── Dataset rows ──
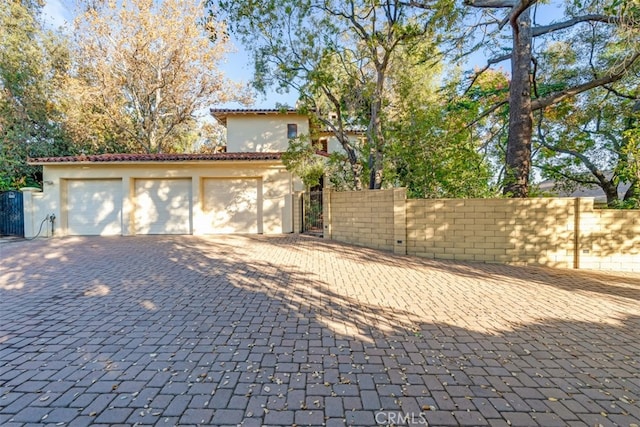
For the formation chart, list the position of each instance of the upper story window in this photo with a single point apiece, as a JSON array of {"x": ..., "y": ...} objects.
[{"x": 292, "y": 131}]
───
── Dataset rows ──
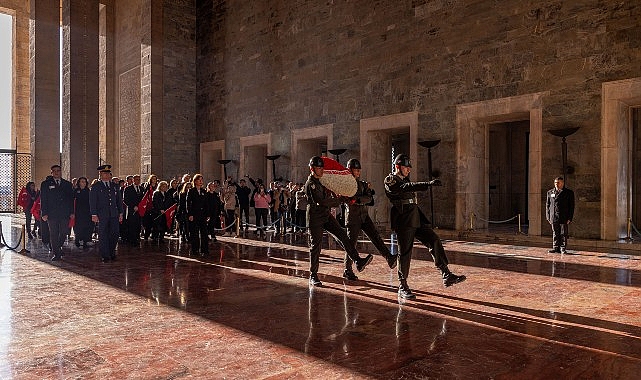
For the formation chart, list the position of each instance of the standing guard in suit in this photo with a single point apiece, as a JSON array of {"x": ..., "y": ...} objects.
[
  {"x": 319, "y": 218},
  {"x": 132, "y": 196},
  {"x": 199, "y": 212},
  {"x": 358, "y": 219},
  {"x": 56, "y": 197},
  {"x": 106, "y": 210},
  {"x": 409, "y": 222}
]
───
### Task instructions
Pull out each line of the records above that contains the string "point", and list those lines in their original order.

### Result for this exercise
For the formation chart, list the position of each instance of the upper story window in this photo with a single point apiece, as a JSON array of {"x": ..., "y": ...} objects.
For the formation chart, list the position of each instance of the standing guard in suit in this photo with a single point apiece, as a JSON array of {"x": ..., "y": ...} objects.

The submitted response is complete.